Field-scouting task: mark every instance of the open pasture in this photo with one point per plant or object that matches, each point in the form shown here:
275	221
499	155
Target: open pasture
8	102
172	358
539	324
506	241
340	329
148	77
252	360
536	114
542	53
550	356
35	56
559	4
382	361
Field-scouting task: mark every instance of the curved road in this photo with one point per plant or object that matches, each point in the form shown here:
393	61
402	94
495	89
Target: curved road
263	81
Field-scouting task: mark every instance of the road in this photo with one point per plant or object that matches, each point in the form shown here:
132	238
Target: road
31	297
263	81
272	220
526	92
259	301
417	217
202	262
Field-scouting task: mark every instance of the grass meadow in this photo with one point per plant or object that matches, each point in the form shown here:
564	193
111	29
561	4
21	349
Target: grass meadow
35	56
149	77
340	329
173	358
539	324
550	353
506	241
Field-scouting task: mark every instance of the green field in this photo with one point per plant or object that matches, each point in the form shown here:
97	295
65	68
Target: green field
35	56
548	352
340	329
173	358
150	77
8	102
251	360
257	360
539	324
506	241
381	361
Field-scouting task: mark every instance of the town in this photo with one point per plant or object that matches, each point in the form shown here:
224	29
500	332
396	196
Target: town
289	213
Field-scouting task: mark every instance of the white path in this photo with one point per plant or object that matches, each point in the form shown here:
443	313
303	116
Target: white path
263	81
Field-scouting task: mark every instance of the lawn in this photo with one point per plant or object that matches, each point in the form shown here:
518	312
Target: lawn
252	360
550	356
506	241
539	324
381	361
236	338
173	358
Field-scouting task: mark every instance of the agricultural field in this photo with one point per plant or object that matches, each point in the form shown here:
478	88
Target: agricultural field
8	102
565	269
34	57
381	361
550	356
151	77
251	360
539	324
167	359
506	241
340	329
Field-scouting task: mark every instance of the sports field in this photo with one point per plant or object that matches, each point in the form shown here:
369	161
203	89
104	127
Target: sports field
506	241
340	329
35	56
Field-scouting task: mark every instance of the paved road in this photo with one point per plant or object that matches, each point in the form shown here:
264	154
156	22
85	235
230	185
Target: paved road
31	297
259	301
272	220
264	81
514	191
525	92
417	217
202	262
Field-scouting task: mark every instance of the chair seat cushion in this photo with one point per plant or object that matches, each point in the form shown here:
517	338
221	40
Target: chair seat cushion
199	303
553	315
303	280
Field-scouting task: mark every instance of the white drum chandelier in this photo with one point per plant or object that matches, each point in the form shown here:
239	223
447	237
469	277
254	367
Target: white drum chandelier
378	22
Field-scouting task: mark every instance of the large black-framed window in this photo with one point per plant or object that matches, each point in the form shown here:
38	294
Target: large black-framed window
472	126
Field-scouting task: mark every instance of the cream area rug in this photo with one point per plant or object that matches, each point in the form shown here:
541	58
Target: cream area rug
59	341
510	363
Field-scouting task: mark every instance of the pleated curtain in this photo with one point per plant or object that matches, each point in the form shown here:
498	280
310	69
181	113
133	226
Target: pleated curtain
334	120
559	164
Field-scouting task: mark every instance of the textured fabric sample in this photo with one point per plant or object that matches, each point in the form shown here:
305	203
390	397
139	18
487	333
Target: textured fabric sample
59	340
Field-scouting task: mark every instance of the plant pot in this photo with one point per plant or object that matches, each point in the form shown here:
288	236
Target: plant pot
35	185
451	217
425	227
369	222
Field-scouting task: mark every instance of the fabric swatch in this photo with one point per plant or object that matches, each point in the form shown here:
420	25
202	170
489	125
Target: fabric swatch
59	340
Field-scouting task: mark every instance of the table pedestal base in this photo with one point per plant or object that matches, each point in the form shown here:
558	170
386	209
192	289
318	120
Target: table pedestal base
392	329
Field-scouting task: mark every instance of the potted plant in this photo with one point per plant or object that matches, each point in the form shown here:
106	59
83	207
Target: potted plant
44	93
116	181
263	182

> **Directive**
Make an exact copy of the material above.

> **Solution for this exercise**
Field-scouting task: mark every instance of the open pasture in this photo with one point per plant or object that matches, each point in the form shown here:
275	221
499	155
Target: open pasture
8	102
172	358
539	324
506	241
340	329
148	77
252	360
536	114
542	53
550	356
35	56
559	4
382	361
Field-scouting task: mark every instance of the curved road in this photo with one point per plant or object that matches, each point in the form shown here:
393	61
402	94
495	89
Target: curved road
263	81
Field-scouting task: mark every instance of the road in this photo with one point per plant or object that matches, each point in the form shown here:
132	238
Target: road
31	297
263	81
272	220
526	92
259	301
417	217
202	262
Field-scouting task: mark every instance of the grass meadow in this photo with one point per plant or object that matches, each point in the form shown here:
564	193
111	29
561	4
21	349
Target: grass meadow
35	56
149	77
340	329
173	358
539	324
550	353
506	241
Field-scouting task: mark every instance of the green field in this photo with one point per plant or object that matches, each point in the form shown here:
97	295
65	68
Target: green field
35	56
548	352
340	329
173	358
150	77
8	102
251	360
257	360
539	324
506	241
381	361
Field-scouting task: mark every instance of the town in this photo with one point per plant or object that matches, each point in the form shown here:
224	29
500	332
396	196
Target: town
289	213
Field-scouting task: mark every instance of the white path in this photo with one point per plant or object that matches, each point in the form shown here:
443	313
303	116
Target: white path
263	81
Field-scouting task: mark every instance of the lawn in this photo with one point per plant or object that matches, each point in the form shown here:
518	312
Target: lawn
252	360
550	356
506	241
539	324
381	361
236	338
173	358
Field-scouting task: mark every instance of the agricultural field in this photo with one point per plant or object that matches, each point in the form shown here:
478	88
Target: agricultural field
8	102
565	269
34	57
381	361
550	356
151	77
251	360
539	324
167	359
506	241
340	329
Field-scouting task: mark every instance of the sports field in this photo with one point per plant or object that matches, each point in the form shown here:
369	161
203	89
104	127
Target: sports field
506	241
340	329
35	56
Field-scouting task: mark every instance of the paved road in this photo with one point per plant or object that matches, each point in the form shown here:
264	154
156	22
85	235
230	185
Target: paved road
31	297
259	301
272	220
264	81
514	191
525	92
417	217
202	262
Field-scouting task: mark every instance of the chair seat cushion in this photo with one point per plant or object that matches, each point in the form shown here:
517	338
221	40
Target: chair seat cushion
199	303
553	315
303	280
Field-scouting task: mark every instance of the white drum chandelier in this photo with one point per plant or object that matches, each point in the form shown here:
239	223
447	237
469	277
254	367
Target: white drum chandelier
378	22
Field-scouting task: mark every instance of the large black-framed window in this photo with one point per plant or object that matches, each point in the form shown here:
38	294
Target: large black-framed window
472	126
Field-scouting task: mark every instance of the cream area rug in this photo with one point per plant or object that matches, each point in the form shown here:
541	58
Target: cream area rug
59	341
510	363
Field-scouting task: mark every instance of the pleated curtain in this photo with one point per plant or object that matches, each point in the form shown here:
498	280
310	69
181	113
133	226
Target: pleated curtain
334	120
559	164
Field-scouting task: mark every instance of the textured fabric sample in this photo with one point per plant or object that matches, each point in the form shown here:
305	203
390	397
139	18
487	333
Target: textured fabric sample
59	340
Field-scouting task: mark every instance of the plant pot in this photo with one point per plant or object that matches, each point in the form shown here:
288	236
Target: plant pot
35	185
451	217
425	227
369	222
Field-scouting task: mark every instance of the fabric swatch in this photo with one point per plant or object that matches, each point in the form shown here:
420	25
202	170
489	125
Target: fabric swatch
59	340
Field-scouting task: mark every instance of the table pedestal base in this photo with one point per plant or object that matches, each point in the form shown here:
558	170
386	209
192	289
318	120
Target: table pedestal base
392	329
Field-scouting task: mark every instance of the potted plant in this photo with one point per plant or object that matches, each point in the form shown here:
106	59
83	207
Target: potted plant
44	93
116	181
263	182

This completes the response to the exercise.